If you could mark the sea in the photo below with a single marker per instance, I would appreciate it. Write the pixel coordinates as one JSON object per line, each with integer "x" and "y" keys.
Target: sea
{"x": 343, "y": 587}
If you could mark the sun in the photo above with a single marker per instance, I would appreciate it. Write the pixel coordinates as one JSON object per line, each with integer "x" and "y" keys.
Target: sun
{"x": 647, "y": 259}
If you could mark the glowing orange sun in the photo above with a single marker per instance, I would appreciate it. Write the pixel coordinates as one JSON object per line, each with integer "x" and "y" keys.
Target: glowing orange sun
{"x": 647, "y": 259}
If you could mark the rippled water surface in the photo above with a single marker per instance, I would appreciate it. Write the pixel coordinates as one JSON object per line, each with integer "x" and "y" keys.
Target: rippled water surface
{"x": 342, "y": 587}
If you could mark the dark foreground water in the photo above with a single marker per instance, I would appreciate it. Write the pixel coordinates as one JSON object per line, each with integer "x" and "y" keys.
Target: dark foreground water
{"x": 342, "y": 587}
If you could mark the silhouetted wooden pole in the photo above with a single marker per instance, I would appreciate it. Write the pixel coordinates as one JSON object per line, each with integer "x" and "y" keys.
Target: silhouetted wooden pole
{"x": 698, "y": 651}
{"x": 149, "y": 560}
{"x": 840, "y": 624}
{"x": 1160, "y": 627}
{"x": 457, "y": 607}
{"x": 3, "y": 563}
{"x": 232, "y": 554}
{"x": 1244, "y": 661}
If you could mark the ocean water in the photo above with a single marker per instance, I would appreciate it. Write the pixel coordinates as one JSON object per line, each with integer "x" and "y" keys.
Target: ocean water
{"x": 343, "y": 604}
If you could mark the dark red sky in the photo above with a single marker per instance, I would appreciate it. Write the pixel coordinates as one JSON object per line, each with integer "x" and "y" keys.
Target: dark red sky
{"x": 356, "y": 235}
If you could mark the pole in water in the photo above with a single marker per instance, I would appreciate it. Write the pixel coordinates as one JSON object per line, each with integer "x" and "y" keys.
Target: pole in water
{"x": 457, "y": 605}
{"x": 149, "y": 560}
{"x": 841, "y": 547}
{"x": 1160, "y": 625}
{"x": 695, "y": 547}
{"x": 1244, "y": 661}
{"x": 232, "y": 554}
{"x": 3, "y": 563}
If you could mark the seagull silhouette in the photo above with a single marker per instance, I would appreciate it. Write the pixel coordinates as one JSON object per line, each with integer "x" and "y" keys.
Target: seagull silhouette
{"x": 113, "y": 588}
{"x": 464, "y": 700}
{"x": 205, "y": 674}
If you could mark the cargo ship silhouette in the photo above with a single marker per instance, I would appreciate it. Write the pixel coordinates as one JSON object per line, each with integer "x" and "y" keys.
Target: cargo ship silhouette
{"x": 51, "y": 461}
■ ■ ■ ■ ■
DESCRIPTION OF THE TASK — In the listing above, find the line with "If you could mark the seagull" and set down that line and all after it exactly, through the final line.

RESULT —
If you could mark the seagull silhouette in the photo above with a single marker per instance, I would appreciate it. Write the pixel coordinates as one JSON object per line, each with integer "x" and "y" keys.
Target: seagull silhouette
{"x": 113, "y": 588}
{"x": 464, "y": 700}
{"x": 205, "y": 674}
If you could mark the cargo ship silhouette in the photo above with a single marker per instance, I would appreciate it. Write the pixel coordinates as one JSON object per line, each with integer "x" and "y" keys.
Target: cargo ship silhouette
{"x": 51, "y": 461}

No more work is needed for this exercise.